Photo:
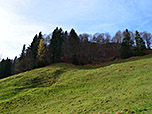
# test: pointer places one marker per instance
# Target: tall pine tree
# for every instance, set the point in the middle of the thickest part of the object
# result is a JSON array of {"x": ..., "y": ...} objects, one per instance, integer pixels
[
  {"x": 42, "y": 53},
  {"x": 140, "y": 45},
  {"x": 56, "y": 45},
  {"x": 126, "y": 45}
]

__Work to complete__
Starting at the line with "# Target: tall pine tree" and ending at the line with "# for every", print each line of the listing above exactly, with no other lines.

__Exercise output__
# Target: tall pine tree
# for every instance, set the point in the middle of the thickest part of the object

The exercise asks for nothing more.